> **Given data**:

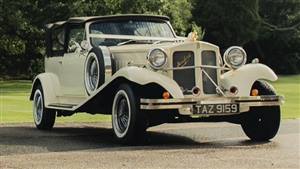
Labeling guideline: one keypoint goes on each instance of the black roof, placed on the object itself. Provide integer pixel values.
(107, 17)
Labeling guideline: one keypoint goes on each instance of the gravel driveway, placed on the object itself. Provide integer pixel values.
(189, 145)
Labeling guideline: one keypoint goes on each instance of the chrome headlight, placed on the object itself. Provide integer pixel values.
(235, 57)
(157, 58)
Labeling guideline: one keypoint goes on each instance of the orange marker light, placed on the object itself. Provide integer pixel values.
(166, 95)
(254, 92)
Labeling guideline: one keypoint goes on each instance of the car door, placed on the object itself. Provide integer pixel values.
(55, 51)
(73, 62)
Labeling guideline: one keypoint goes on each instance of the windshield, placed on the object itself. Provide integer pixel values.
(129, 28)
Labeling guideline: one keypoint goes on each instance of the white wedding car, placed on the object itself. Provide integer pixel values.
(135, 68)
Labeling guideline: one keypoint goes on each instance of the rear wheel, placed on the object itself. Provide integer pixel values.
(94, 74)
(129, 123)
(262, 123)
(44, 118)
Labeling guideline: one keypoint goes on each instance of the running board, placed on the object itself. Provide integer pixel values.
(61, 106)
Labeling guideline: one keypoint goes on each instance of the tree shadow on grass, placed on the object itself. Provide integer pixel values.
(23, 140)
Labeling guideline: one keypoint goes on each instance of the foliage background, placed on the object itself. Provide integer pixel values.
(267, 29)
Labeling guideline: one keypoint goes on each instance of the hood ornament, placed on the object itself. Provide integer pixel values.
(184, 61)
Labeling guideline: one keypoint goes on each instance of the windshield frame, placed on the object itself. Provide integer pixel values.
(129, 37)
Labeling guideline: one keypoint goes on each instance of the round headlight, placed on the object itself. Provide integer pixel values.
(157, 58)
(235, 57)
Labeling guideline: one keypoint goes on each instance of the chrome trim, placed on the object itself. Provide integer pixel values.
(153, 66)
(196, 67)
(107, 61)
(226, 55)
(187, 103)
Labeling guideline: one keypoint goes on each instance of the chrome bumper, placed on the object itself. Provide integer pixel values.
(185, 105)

> **Problem details**: Please copy out the records again, starting at the line containing "of the hood" and ending at the end of the records, swapping "chrome" for "silver" and leaving everything else unchanged.

> **Answer for this exercise**:
Labeling guideline: one keypoint goes on each instance of the hood ornament, placed on the object itself. Provide integer pixel values.
(184, 61)
Labeling guideline: one keypoint goes on each instance of the windshield frame, placed on the object itself. Provide integer pixel values.
(129, 37)
Labeling guideline: one keypoint goes on each instance of the round headlight, placed on the object itself. Provide integer pixel values.
(157, 58)
(235, 57)
Labeling guideline: one keypoint goes on each instance of the silver trim, placed on the object itself. Provide integer pixel values.
(153, 66)
(196, 67)
(107, 61)
(226, 55)
(187, 103)
Labeling guideline: one keypoint goes on each instance of the silver bumper, placed on the object itself. Provide integer pixel values.
(185, 105)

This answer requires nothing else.